■ Exercices à faire:
**a)** Dans le passage sur le double langage politique, relevez tous les verbes employés à l'infinitif.
**b)** D'après le passage sur le double langage politique, pourquoi Ennahdha perd-il du terrain en Tunisie ?
**c)** Reprenez le passage sur le double langage politique à partir de l'endroit où il s'arrête.

■ Texte fourni:
C’est pareil pour tous les dirigeants politiques. Mais j’estime qu’il va falloir entreprendre un discours plus consistant sinon les gens vont se rendre compte qu’il y a un double langage et toute la crédibilité du politique tombe à l’eau. Aujourd’hui, grâce au Net et aux médias, nous pouvons tout recouper et montrer les contradictions au grand jour aussi bien à l’échelle nationale qu’internationale.

Autant de discours contradictoires sont-ils rassurants pour vous?

Non et c’est ce qui explique qu’Ennahdha perde du terrain en Tunisie car son discours ne rassure pas son électorat dont la confiance au parti au pouvoir commence à s’ébranler.

Données d'annotation par points
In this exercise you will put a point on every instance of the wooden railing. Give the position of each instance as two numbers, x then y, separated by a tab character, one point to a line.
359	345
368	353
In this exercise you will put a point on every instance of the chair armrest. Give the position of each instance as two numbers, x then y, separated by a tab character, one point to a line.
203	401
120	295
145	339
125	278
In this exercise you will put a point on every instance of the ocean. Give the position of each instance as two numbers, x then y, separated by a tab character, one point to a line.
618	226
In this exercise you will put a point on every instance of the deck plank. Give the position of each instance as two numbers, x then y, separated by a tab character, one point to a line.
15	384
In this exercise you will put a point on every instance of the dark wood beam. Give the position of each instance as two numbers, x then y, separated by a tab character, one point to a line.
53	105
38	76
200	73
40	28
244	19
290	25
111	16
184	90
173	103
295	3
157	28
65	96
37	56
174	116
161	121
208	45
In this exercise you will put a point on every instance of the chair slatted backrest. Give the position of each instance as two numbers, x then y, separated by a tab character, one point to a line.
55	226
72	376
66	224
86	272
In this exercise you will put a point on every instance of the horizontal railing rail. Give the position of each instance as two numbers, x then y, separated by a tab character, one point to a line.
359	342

■ Réponses par exercice:
**a)** falloir, entreprendre, (se) rendre (compte), recouper, montrer, (s')ébranler

**b)** Parce que son discours ne rassure pas son électorat, dont la confiance au parti au pouvoir commence à s'ébranler.

**c)**
Pendant plus de 20 ans, Ennahdha a vécu dans la clandestinité et dans l’exil et il était très important pour le parti de gagner la compréhension et la sympathie du monde extérieur. Ses militants travaillaient en étroite collaboration avec les chercheurs et les gouvernements étrangers et dénonçaient la propagande initiée par le régime Ben Ali à leur encontre. Il y avait une guerre communicationnelle entre Ennahdha et Ben Ali. Maintenant ceci ne s’existe plus et les dirigeants d’Ennahdha doivent être plus ouverts et plus crédibles pour pouvoir convaincre tout le monde.

Vous qui connaissez bien le monde arabo-musulman, quel jugement portez-vous sur le soulèvement tunisien comparé à celui libyen et égyptien?

Un collègue à Oxford University parle de la «nassérisation» du monde arabe. Je pense pour ma part que chacun de ces pays suit son propre parcours. J’estime que la Tunisie est assez particulière, elle a une population éduquée, elle est assez homogène et ne souffre pas de luttes tribales ou ethniques. Le poids de l’armée n’y est pas aussi fort qu’en Egypte ou en Syrie où il domine le paysage politique; il n’y a pas de dirigeants fous comme Kadhafi, et il n’y a pas de sectarisme. C’est une chance pour la Tunisie.

Comment voyez-vous l’évolution des choses à moyen terme en Tunisie?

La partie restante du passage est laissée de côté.